**TEXT BLOCK**

Pediatric researchers have identified hundreds of gene variations that occur more frequently in children with attention-deficit hyperactivity disorder (ADHD) than in children without ADHD. Many of those genes were already known to be important for learning, behavior, brain function and neurodevelopment, but had not been previously associated with ADHD.
"Because the gene alterations we found are involved in the development of the nervous system, they may eventually guide researchers to better targets in designing early intervention for children with ADHD," said lead author Josephine Elia, M.D., a psychiatrist and ADHD expert at The Children's Hospital of Philadelphia.
The study appeared online today in the journal Molecular Psychiatry
Unlike changes to single DNA bases, called SNPs or "snips," the alterations examined in the current study are broader changes in structure. Called copy number variations (CNVs), they are missing or repeated stretches of DNA. CNVs have recently been found to play significant roles in many diseases, including autism and schizophrenia Everyone has CNVs in their DNA, but not all of the variations occur in locations that affect the function of a gene. The current study is the first to investigate the role of CNVs in ADHD.
Individually, each CNV may be rare, but taken together, a combination of changes in crucial regions may interact to raise an individual's risk for a specific disease. "When we began this study in 2003, we expected to find a handful of genes that predispose a child to ADHD," said study co-leader Peter S. White, Ph.D., a molecular geneticist and director of the Center for Biomedical Informatics at Children's Hospital. "Instead, there may be hundreds of genes involved, only some of which are changed in each person. But if those genes act on similar pathways, you may end up with a similar result—ADHD. This may also help to explain why children with ADHD often present clinically with slightly different symptoms."

**TASKS**
1. In the text on ADHD gene research, what are copy number variations?
2. Continue the text on ADHD gene research from the point where it stops.

**SUPPLIED ENTRIES**

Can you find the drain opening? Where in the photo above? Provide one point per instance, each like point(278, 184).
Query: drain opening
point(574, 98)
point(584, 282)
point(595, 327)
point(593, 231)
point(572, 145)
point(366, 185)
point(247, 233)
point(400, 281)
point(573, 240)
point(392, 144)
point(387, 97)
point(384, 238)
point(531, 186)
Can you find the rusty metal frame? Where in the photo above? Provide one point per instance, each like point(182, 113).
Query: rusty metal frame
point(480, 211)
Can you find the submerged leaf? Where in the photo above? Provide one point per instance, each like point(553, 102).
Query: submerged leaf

**TASK RESPONSES**
1. They are missing or repeated stretches of DNA.

2.
ADHD is the most common neuropsychiatric disorder in children, affecting an estimated 1 in 20 children worldwide. It may include hyperactive behavior, impulsivity and inattentive symptoms, with impaired skills in planning, organizing, and maintaining focus. Its cause is unknown, but it is known from family studies to be strongly influenced by genetics.
Drawing on DNA samples from the Children's Hospital pediatric network, the researchers analyzed genomes from 335 ADHD patients and their families, compared to more than 2,000 unrelated healthy children. The team used highly automated gene-analyzing technology at the Center for Applied Genomics at Children's Hospital, directed by Hakon Hakonarson, M.D., Ph.D., a co-leader of this study.
The study team found a similar quantity of CNVs in both groups. However, distinct patterns emerged. Among 222 inherited CNVs found in ADHD families but not in healthy subjects, a significant number were in genes previously identified in other neurodevelopmental disorders, including autism, schizophrenia and Tourette syndrome. The CNVs found in ADHD families also altered genes important in psychological and neurological functions such as learning, behavior, synaptic transmission and nervous system development.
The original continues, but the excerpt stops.